TÂCHES À RÉALISER:
1 > Recopiez fidèlement le passage du texte sur René Prou qui s'ouvre sur les mots contenant "Fils d’Henri-Louis Prou" et se clôt sur "diplômé en 1908.".
2 > Poursuivez la rédaction du texte sur René Prou à partir de sa dernière phrase.

═══ TEXTE

Contribution pour une histoire de l’école Camondo 031

René Prou, bien connu à l’école Camondo depuis qu’ont été exhumés certains documents d’archives, contribua à la création de l’Ecole, est connu pour avoir été l’architecte décorateur ensemblier directeur de projets et de chantiers sur de nombreux paquebots, sur les wagons de nombreux trains comme l’Orient express, mais pour avoir aussi été un pédagogue, enseignant à l’ENSAD, directeur de l’école Beethoven (Comité des dames de l’Union centrale des arts décoratifs), et cofondateur, donc, de l’école Camondo.

Publié par Bertrand Ehrhart15 juin 2021

Nantes 1887 – Paris 1947

Fils d’Henri-Louis Prou et Marie-Emilie-Rose Marineau

Entre à l’école Bernard Palissy en 1902 (il a13 ans), il suit les cours de dessin et modelage, sort diplômé en 1908.

══════
═══ DONNÉES FOURNIES

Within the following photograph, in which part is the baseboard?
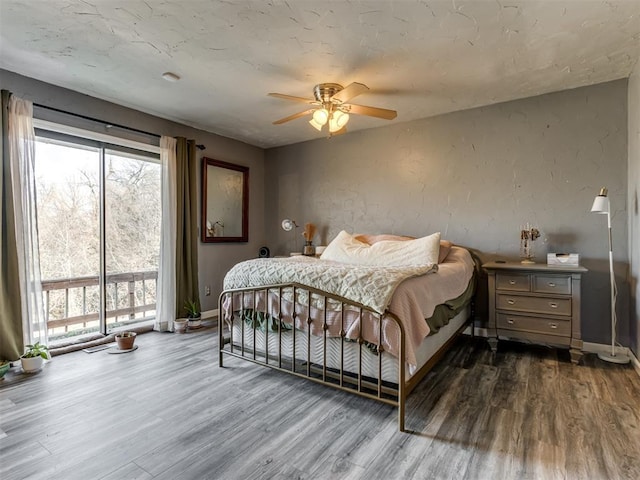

══════

RÉPONSES:
1 >
Fils d’Henri-Louis Prou et Marie-Emilie-Rose Marineau

Entre à l’école Bernard Palissy en 1902 (il a13 ans), il suit les cours de dessin et modelage, sort diplômé en 1908.

2 >
Ecole des arts appliqués à l’industrie, fusion des écoles Bernard Palissy et Germain Pilon. Le bâtiment héberge aujourd’hui l’école Duperré.

1908, il entre chez Gouffé sur le Faubourg Saint-Antoine où il est nommé rapidement chef d’atelier, puis directeur artistique.

Façade de la maison Gouffé

  • Service militaire 1909-1911
  • Entre chez Schmidt en 1912 qui édite très vite ses meubles. Il participe aux décorations du Comptoir d’escompte de Paris, et de l’appartement de l’ambassadeur du Paraguay.
  • Epouse Andrée Faraut.
  • Naissance de sa fille Geneviève Prou en 1913.
  • 1914-1919 enrôlé dans l’armée.
  • 1917 naissance de son fils Jean.
  • 1919 première participation au Salon d’automne dont il est sociétaire, il présente des meubles, boiseries et aménagements, édités par Schmit & Cie, destinés à une cabine de première classe du paquebot Paris
  • Prou est d’abord un artisan, formé aux métiers d’arts du meuble, et qui restera fidèle aux ébénistes du faubourg jusqu’à la fin de sa vie.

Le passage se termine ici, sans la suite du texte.